Shift the answer coordinates in the records below by adding 43 to every x and y value, and give everything from the line containing "Report the location of each instance of the man holding" down to the line containing "x=456, y=300", both included, with the requests kept in. Leave the numbers in the requests and their format samples unchanged, and reproduce nothing outside that span.

---------------

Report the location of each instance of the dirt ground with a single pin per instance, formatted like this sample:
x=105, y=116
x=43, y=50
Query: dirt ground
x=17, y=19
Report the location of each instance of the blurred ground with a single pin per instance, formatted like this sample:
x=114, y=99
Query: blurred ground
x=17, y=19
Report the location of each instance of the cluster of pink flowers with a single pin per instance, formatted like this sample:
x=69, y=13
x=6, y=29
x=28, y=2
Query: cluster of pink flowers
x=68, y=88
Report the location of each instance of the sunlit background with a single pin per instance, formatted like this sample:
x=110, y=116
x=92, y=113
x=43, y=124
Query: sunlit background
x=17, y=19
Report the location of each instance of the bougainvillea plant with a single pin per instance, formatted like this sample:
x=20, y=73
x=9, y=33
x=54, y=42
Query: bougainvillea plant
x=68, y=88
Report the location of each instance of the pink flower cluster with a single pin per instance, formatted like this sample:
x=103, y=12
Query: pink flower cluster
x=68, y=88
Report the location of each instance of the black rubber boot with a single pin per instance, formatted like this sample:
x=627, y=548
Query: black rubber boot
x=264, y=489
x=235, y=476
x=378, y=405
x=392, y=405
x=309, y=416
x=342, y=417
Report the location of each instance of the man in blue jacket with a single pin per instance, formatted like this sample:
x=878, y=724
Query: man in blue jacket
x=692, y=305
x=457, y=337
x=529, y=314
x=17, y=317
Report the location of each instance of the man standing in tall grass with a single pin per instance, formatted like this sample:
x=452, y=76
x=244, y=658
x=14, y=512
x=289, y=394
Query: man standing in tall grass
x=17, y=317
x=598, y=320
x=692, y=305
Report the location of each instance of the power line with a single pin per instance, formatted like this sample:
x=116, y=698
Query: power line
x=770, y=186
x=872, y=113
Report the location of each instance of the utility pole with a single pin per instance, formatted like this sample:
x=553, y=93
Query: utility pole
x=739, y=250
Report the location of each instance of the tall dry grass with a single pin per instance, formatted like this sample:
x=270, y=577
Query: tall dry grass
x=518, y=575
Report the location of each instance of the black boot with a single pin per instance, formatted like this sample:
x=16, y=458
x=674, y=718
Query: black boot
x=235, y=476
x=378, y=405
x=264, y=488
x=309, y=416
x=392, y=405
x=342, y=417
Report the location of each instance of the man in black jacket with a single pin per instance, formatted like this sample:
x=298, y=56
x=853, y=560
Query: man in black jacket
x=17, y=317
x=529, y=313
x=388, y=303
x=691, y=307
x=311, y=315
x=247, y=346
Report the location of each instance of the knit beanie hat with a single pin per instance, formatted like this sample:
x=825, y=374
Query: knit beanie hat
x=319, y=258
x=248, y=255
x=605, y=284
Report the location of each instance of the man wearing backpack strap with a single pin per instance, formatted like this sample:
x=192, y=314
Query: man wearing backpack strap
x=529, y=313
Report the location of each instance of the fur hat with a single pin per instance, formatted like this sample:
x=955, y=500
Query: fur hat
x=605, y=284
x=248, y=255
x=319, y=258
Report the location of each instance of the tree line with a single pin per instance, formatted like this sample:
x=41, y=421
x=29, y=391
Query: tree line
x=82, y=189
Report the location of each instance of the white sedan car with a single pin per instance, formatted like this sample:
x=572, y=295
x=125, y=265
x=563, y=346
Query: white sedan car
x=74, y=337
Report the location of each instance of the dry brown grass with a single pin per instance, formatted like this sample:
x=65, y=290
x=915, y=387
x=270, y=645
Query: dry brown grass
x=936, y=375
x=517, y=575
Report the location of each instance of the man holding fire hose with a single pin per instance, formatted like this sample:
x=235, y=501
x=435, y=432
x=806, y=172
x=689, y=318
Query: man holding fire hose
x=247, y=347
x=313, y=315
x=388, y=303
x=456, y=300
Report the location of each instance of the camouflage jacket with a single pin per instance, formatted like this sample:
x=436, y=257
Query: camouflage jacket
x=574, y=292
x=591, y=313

---------------

**Answer to this exercise:**
Report the location of each instance of the man holding fire hose with a single pin per instance, formatted like this sample:
x=235, y=501
x=435, y=432
x=806, y=172
x=689, y=318
Query: man holding fire hose
x=290, y=390
x=356, y=358
x=431, y=346
x=499, y=343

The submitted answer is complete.